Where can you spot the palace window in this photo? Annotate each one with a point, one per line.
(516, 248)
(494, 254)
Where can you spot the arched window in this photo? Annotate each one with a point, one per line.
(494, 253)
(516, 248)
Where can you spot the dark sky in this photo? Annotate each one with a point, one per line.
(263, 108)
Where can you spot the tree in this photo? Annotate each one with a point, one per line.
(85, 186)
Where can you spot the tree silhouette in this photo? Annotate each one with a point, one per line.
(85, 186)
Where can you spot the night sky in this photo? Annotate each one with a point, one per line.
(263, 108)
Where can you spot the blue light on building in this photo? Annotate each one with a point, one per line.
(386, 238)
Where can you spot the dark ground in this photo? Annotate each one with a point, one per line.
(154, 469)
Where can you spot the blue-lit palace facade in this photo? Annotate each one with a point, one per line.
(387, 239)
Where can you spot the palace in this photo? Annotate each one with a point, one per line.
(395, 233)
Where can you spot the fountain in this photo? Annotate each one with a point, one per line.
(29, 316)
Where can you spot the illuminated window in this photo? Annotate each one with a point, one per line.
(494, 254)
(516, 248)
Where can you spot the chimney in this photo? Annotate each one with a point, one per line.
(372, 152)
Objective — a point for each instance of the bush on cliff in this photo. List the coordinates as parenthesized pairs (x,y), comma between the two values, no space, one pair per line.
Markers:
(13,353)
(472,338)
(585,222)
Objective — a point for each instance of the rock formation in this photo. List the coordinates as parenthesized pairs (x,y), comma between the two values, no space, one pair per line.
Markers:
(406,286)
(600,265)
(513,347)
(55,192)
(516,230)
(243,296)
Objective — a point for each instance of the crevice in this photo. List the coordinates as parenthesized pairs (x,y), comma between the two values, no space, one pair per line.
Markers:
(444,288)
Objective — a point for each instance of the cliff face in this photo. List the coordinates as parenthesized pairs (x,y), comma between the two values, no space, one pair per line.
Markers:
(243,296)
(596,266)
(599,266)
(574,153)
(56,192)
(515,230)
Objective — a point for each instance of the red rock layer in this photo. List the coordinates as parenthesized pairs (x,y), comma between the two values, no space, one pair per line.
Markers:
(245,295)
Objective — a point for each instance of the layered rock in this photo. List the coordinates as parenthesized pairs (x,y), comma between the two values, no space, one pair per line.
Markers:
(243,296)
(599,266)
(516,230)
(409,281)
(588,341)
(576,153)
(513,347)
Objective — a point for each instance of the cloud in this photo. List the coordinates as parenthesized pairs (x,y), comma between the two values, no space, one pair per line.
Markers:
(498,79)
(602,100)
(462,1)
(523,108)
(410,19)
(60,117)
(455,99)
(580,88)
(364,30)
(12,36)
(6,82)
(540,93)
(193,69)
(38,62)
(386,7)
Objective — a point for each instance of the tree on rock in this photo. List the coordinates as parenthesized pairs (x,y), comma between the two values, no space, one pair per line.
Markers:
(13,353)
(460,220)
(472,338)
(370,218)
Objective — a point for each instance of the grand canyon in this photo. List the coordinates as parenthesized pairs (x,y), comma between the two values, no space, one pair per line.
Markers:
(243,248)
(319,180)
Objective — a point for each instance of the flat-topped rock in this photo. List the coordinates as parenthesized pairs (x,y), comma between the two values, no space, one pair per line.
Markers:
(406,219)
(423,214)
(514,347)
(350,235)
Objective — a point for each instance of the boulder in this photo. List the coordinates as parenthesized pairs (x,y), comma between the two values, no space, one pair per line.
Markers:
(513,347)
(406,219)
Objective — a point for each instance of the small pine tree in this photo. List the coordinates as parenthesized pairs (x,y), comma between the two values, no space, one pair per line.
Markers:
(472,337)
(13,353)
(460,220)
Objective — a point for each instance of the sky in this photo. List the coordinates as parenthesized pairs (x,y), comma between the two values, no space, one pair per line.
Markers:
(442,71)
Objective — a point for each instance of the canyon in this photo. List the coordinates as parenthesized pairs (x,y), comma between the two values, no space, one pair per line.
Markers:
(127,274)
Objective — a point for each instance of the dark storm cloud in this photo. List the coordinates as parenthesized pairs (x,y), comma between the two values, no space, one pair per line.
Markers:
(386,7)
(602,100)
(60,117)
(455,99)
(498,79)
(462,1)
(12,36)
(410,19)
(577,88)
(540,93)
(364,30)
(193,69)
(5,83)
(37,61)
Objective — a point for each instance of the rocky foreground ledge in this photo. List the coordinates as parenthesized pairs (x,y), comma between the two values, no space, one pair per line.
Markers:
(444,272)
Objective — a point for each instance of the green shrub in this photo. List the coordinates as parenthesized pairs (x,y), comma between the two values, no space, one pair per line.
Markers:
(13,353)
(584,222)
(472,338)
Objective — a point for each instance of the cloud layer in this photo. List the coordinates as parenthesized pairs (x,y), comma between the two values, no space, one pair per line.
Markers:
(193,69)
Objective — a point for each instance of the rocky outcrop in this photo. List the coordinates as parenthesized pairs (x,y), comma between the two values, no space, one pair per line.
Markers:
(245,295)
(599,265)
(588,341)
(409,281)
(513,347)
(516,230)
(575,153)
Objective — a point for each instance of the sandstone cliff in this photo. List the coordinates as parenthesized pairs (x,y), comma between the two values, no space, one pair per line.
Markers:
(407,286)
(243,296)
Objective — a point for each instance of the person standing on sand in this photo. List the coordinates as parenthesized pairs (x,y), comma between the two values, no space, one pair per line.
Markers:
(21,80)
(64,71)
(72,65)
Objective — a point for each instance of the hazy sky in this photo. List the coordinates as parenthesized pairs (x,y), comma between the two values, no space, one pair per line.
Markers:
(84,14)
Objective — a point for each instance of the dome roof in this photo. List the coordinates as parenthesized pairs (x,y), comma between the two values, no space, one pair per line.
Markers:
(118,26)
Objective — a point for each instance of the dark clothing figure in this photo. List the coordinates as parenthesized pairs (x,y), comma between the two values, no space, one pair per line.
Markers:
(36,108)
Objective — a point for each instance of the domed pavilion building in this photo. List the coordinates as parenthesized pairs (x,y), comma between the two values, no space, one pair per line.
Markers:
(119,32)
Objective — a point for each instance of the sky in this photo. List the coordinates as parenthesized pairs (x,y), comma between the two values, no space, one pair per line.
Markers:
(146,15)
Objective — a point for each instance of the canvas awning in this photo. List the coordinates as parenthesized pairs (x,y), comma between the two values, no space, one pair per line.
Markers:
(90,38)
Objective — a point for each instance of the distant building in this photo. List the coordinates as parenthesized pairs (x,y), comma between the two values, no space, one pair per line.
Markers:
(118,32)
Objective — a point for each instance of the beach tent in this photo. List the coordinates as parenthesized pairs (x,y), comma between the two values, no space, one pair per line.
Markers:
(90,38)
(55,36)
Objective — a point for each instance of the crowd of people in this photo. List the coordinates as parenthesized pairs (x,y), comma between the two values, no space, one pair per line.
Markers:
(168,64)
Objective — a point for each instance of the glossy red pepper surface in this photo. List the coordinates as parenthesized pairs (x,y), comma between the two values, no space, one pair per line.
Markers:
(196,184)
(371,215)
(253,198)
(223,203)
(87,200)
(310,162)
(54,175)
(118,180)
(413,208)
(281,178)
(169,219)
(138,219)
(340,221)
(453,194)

What is expected: Retype the material word for word. Add nothing to it.

Response below:
Where can you spot the palace window in this photo? Annotate each one with a point, one per line.
(516, 248)
(494, 254)
Where can you spot the arched window in this photo? Annotate each one with a point, one per line.
(494, 253)
(516, 248)
Where can you spot the dark sky in this photo? Annotate each one with a point, one per line.
(263, 108)
Where can you spot the tree in this photo? Annotate each one with a point, one per line.
(85, 186)
Where can you spot the tree silhouette in this photo? Annotate each one with a point, one per line.
(85, 186)
Where can you spot the night sky in this photo? Annotate each one with a point, one per line.
(263, 108)
Where can you spot the blue light on building in this photo? Annotate each one with a point, one per line.
(386, 238)
Where can you spot the dark ground in this photo? Annotate each one with a point, one per line.
(154, 469)
Where can you spot the blue-lit palace facade in this photo? Annotate each one with a point, one per line.
(387, 239)
Where can you spot the palace in this photo? Annotate each one with a point, one per line.
(395, 233)
Where can you spot the fountain in this photo? Annotate each one with a point, one per line.
(29, 316)
Where can you spot the illuminated window in this photo? Annotate each one with a point, one per line.
(494, 254)
(516, 248)
Where can you spot the chimney in this photo? Annotate each one with a point, one per line.
(372, 152)
Objective — a point for each instance of the bush on cliff in this photo. List the coordinates as parenthesized pairs (x,y), comma between the two values, no space, one pair per line.
Markers:
(13,353)
(472,338)
(585,222)
Objective — a point for each instance of the rock formation in this photo. List the coordinates as parenthesized pairs (x,y), comma between the two values, no space, one pair per line.
Markers:
(406,286)
(600,265)
(513,347)
(55,192)
(516,230)
(243,296)
Objective — a point for each instance of the crevice in this photo. List the coordinates as parenthesized pairs (x,y), comma between the two values, no space, one pair per line.
Markers:
(444,288)
Objective — a point for each instance of the cliff face in this photo. List the coordinates as parenthesized pairs (x,y), comma between the two values, no space, one pair per line.
Markers:
(243,296)
(596,266)
(599,266)
(574,153)
(56,192)
(515,230)
Objective — a point for each instance of the red rock layer in this photo. List the coordinates as parenthesized pairs (x,y), comma between the two values, no space, one pair per line.
Markers:
(245,295)
Objective — a point for each instance of the layered rock in this photo. List the coordinates as parenthesized pairs (x,y), comma between the two values, no space, one pair per line.
Markers:
(243,296)
(599,266)
(516,230)
(409,281)
(588,341)
(576,153)
(513,347)
Objective — a point for each instance of the cloud in this photo. List the coordinates as parenthesized pairs (x,y), comma between the two values, no space, one pair per line.
Markers:
(498,79)
(602,100)
(462,1)
(523,108)
(410,19)
(60,117)
(455,99)
(580,88)
(364,30)
(12,36)
(6,82)
(540,93)
(193,69)
(38,62)
(386,7)
Objective — a point for each instance of the tree on rock in this photo. List the coordinates as parenthesized pairs (x,y), comma between the two values, no space, one pair per line.
Markers:
(13,353)
(460,220)
(472,338)
(370,218)
Objective — a point for each instance of the grand canyon in this photo. List the coordinates as parenthesized pairs (x,y), comma between the two values, no space, one pair per line.
Markers:
(243,248)
(319,180)
Objective — a point for each instance of the flat-topped rock in this photo. List the coordinates as parenthesized pairs (x,y), comma between the two values, no space, one pair per line.
Markers:
(406,219)
(423,214)
(514,347)
(350,235)
Objective — a point for each instance of the boulder in this photo. List the coordinates as parenthesized pairs (x,y), comma between the two values, no space, one pair per line.
Markers:
(513,347)
(406,219)
Objective — a point for each instance of the small pine tree in this photo. List the coordinates as parenthesized pairs (x,y), comma between the two values, no space, one pair per line.
Markers:
(472,337)
(13,353)
(460,220)
Objective — a point for each instance of the sky in this photo. List the coordinates as parenthesized pairs (x,y), comma between the two values, no space, one pair per line.
Markers:
(442,71)
Objective — a point for each instance of the canyon in this photo. List the coordinates as parenthesized pairs (x,y), comma between the two values, no space, one pair per line.
Markers:
(127,274)
Objective — a point for each instance of the dark storm cloud in this photo. List the coordinates as parenthesized pairs (x,y), comma between the two values, no space, one pair per line.
Markers:
(386,7)
(602,100)
(60,117)
(455,99)
(498,79)
(462,1)
(12,36)
(410,19)
(577,88)
(540,93)
(364,30)
(193,69)
(5,83)
(37,61)
Objective — a point for each instance of the rocky foreground ledge in this photo. List the coordinates as parenthesized pairs (x,y), comma between the two values, no space, one pair per line.
Markers:
(444,272)
Objective — a point for each instance of the green shrub in this photo. List the coordinates as parenthesized pairs (x,y), comma between the two values, no space, one pair per line.
Markers:
(13,353)
(584,222)
(472,338)
Objective — a point for each instance of the cloud layer in this photo. List the coordinates as parenthesized pairs (x,y), comma between the two values, no space, one pair per line.
Markers:
(193,69)
Objective — a point for each instance of the rocky outcrop in this photo. List the coordinates as parenthesized pairs (x,y), comma between the two values, no space, one pair per line.
Markers:
(245,295)
(599,265)
(588,341)
(409,281)
(513,347)
(516,230)
(575,153)
Objective — a point for each instance of the sandstone cliff in this photo. List the coordinates as parenthesized pairs (x,y), comma between the two values, no space, one pair per line.
Markers:
(407,286)
(243,296)
Objective — a point for each instance of the person standing on sand in this photo. List the coordinates as parenthesized pairs (x,y), comma between the two values, no space, one pair per line.
Markers:
(21,80)
(64,71)
(72,65)
Objective — a point for each instance of the hazy sky in this photo. List the coordinates as parenthesized pairs (x,y), comma between the two values, no space, one pair per line.
Markers:
(84,14)
Objective — a point for each instance of the dome roof in this photo. List the coordinates as parenthesized pairs (x,y), comma between the two values, no space, one pair per line.
Markers:
(118,26)
Objective — a point for each instance of the dark clothing figure in this photo. List the coordinates as parenthesized pairs (x,y), comma between the two values, no space, one pair per line.
Markers:
(36,108)
Objective — a point for each instance of the domed pavilion building in this photo. List the coordinates as parenthesized pairs (x,y), comma between the two values, no space, one pair per line.
Markers:
(119,32)
Objective — a point for each instance of the sky in this photo. List the coordinates as parenthesized pairs (x,y), comma between the two values, no space, one pair per line.
Markers:
(146,15)
Objective — a point for each instance of the canvas awning in this photo. List the coordinates as parenthesized pairs (x,y), comma between the two values, no space, one pair per line.
Markers:
(90,38)
Objective — a point for each instance of the distant building in this photo. List the coordinates as parenthesized pairs (x,y), comma between the two values, no space, one pair per line.
Markers:
(118,32)
Objective — a point for each instance of the beach tent in this photo. List the coordinates as parenthesized pairs (x,y), comma between the two values, no space, one pair per line.
Markers:
(90,38)
(55,36)
Objective — a point for each instance of the crowd of people in this photo. List the coordinates as parenthesized pairs (x,y), comma between the two values, no space, one pair per line.
Markers:
(168,64)
Objective — a point for each instance of the glossy red pepper surface in this photo. List the coordinates as parenthesized pairs (x,y), comma between the two values, no space, one pair per line.
Markers:
(196,184)
(371,215)
(253,198)
(223,203)
(87,200)
(310,162)
(54,175)
(118,180)
(413,208)
(281,178)
(169,219)
(138,219)
(340,221)
(453,194)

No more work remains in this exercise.